# [Given exercise 1]
Set down a passage of the forum thread word for word, starting at the words "I certainly don't" and stopping after "(Apr 9, 2009)".

# [Reading text]
— START —
I was waiting for someone to say it...

Troubled, I have a question: you said you never loved anyone before Jeri....so why did you marry your wife? Serious question, too.


----------



## TroubledMan (Apr 27, 2011)

I appreciate Conrad's point of view. And I did begin reading the links he provided.

I'm not as scared as I was yesterday. I'm a good-looking, funny guy and I know I wouldn't have to spend my life alone. I think I need to armour myself for what's to come.

My primary concern now is getting her into counselling. She's terribly shy and reserved and talking to a counselor scares the hell out of her. I'm thinking of having an intervention with her family and friends there. She'll be so pissed off at me, but if she doesn't act soon I'm going to intervene or give her an ultimatum. 

I think she is almost to the point where she thinks she doesn't deserve to have any happiness, and that includes me, so maybe I should man-up a bit and show more indifference. IDK. Much to ponder.:scratchhead:

I certainly don't want to be anybodies doormat, but then again I suffer from my own demons and self esteem issues so I have a tendancy to take responsibility for other people's behavior.


----------



## sisters359 (Apr 9, 2009)

Have you considered that the problem is, she was broken long before you got together?
— END —
Detection annotation records:
— START —
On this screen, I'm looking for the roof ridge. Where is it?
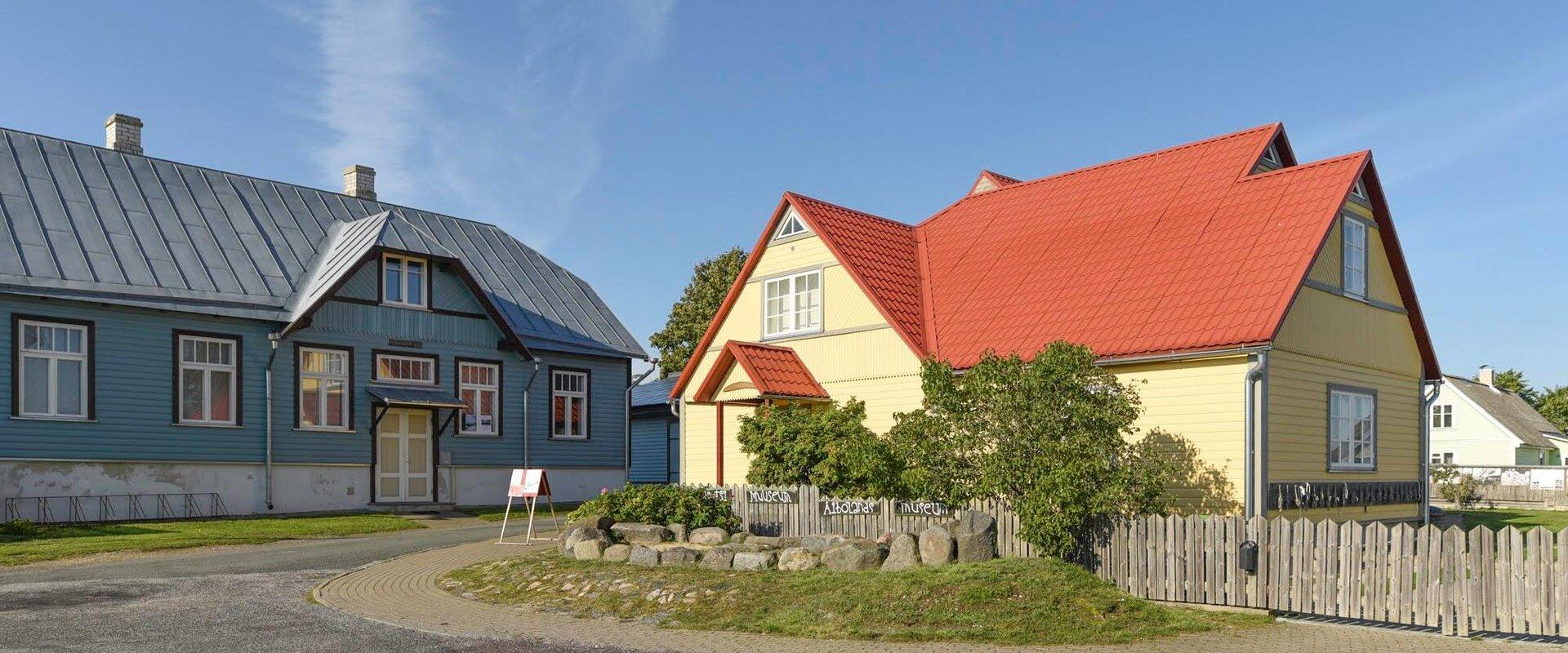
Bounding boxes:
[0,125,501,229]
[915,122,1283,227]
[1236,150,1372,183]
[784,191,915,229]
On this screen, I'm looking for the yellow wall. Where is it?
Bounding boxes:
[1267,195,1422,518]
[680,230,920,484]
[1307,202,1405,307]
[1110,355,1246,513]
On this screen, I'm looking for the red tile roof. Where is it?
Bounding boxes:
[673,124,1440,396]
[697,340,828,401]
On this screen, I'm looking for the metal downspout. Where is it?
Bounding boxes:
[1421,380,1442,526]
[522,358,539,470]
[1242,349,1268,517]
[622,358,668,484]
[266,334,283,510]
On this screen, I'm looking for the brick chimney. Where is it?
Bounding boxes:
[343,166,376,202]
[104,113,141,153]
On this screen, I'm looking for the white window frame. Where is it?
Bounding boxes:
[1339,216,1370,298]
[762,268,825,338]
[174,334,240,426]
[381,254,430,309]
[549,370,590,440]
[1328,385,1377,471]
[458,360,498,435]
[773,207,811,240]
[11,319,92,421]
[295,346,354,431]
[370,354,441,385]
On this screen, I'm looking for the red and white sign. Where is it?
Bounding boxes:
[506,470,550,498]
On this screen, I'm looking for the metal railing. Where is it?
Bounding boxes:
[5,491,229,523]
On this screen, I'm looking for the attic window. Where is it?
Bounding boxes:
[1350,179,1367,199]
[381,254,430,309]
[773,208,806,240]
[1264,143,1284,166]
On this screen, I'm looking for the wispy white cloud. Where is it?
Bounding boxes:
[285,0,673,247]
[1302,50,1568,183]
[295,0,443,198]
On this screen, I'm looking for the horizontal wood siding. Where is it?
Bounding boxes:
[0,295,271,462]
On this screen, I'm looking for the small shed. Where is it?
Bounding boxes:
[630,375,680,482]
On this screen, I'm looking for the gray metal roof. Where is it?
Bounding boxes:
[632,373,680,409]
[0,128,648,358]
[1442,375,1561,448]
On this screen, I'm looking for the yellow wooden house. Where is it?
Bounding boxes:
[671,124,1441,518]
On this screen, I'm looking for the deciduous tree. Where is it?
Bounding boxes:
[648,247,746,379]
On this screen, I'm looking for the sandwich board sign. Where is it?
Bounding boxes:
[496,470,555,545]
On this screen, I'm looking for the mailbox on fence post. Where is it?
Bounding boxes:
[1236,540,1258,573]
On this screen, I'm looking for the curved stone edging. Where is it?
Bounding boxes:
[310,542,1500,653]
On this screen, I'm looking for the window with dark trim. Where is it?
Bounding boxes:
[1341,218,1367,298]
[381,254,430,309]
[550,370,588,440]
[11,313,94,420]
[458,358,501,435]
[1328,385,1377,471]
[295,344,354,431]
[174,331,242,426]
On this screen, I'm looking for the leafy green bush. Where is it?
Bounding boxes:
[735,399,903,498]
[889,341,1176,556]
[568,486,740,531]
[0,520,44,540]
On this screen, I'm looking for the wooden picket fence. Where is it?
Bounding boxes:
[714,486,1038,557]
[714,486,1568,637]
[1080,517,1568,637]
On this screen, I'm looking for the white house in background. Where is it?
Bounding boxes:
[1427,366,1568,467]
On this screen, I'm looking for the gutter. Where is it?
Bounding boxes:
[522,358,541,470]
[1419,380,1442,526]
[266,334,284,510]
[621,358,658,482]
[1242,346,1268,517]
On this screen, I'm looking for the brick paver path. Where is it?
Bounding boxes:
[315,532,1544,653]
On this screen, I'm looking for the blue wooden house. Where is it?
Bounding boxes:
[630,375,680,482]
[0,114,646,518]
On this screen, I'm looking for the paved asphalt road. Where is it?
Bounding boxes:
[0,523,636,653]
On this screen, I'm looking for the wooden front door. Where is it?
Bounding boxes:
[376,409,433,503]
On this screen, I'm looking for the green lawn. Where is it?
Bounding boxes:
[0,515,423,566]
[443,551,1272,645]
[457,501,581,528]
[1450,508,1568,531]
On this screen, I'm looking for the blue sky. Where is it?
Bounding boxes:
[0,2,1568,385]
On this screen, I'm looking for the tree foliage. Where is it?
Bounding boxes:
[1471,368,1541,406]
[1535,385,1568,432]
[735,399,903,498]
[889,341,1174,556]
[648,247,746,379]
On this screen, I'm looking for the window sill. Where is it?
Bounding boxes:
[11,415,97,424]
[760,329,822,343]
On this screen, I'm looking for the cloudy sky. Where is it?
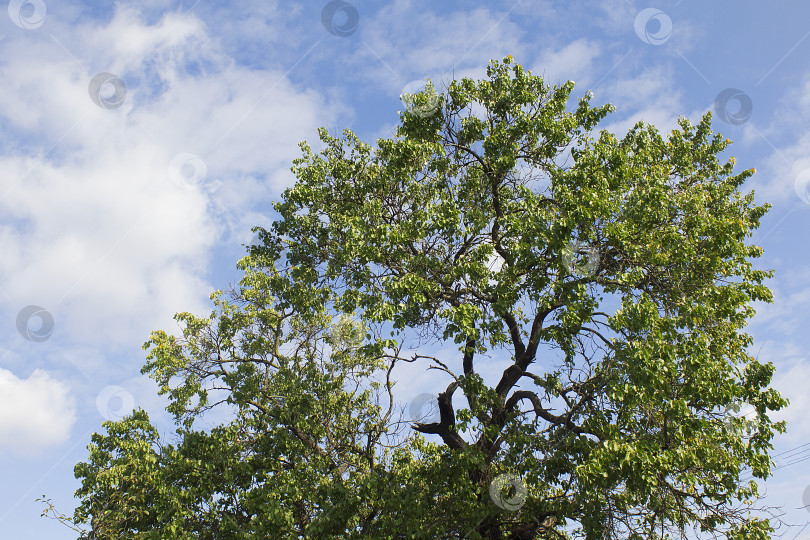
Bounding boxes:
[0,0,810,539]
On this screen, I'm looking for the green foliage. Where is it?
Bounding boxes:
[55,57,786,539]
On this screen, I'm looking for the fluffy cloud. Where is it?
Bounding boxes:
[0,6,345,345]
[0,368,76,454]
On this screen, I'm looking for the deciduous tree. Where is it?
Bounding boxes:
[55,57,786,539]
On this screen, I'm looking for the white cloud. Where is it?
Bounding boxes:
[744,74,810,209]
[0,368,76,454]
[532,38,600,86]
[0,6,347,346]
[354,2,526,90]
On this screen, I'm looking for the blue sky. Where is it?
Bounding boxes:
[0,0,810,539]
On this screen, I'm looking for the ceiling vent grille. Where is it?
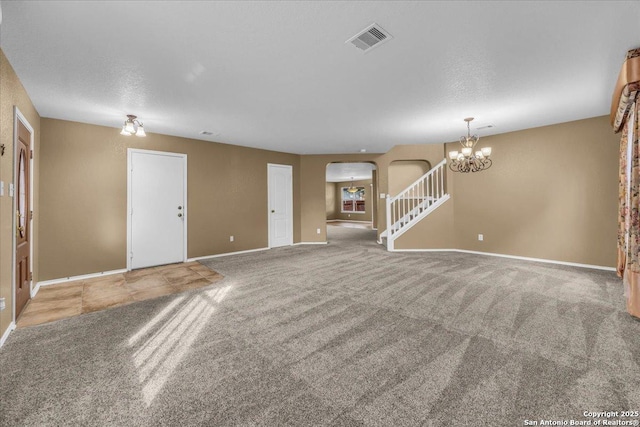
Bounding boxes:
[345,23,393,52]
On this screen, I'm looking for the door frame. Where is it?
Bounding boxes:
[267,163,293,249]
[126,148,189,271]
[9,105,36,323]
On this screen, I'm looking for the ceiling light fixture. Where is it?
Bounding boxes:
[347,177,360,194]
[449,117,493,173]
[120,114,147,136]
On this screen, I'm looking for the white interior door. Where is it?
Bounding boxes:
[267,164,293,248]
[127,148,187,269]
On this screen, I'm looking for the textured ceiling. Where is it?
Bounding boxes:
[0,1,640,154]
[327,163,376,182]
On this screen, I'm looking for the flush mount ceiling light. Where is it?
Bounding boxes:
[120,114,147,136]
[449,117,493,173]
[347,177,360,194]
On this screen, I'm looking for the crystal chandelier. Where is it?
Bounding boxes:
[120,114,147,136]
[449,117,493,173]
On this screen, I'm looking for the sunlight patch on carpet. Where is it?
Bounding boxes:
— END —
# [Given exercise 2]
Rename "carpet" to "rug" in the records, from the line that has "On this screen, I'm looking for the sunlight" through the end of the records, and give back only those lines with nothing else altered.

# [Full solution 1]
I certainly don't want to be anybodies doormat, but then again I suffer from my own demons and self esteem issues so I have a tendancy to take responsibility for other people's behavior.


----------



## sisters359 (Apr 9, 2009)

# [Full solution 2]
On this screen, I'm looking for the sunlight patch on rug. Where is it?
Bounding boxes:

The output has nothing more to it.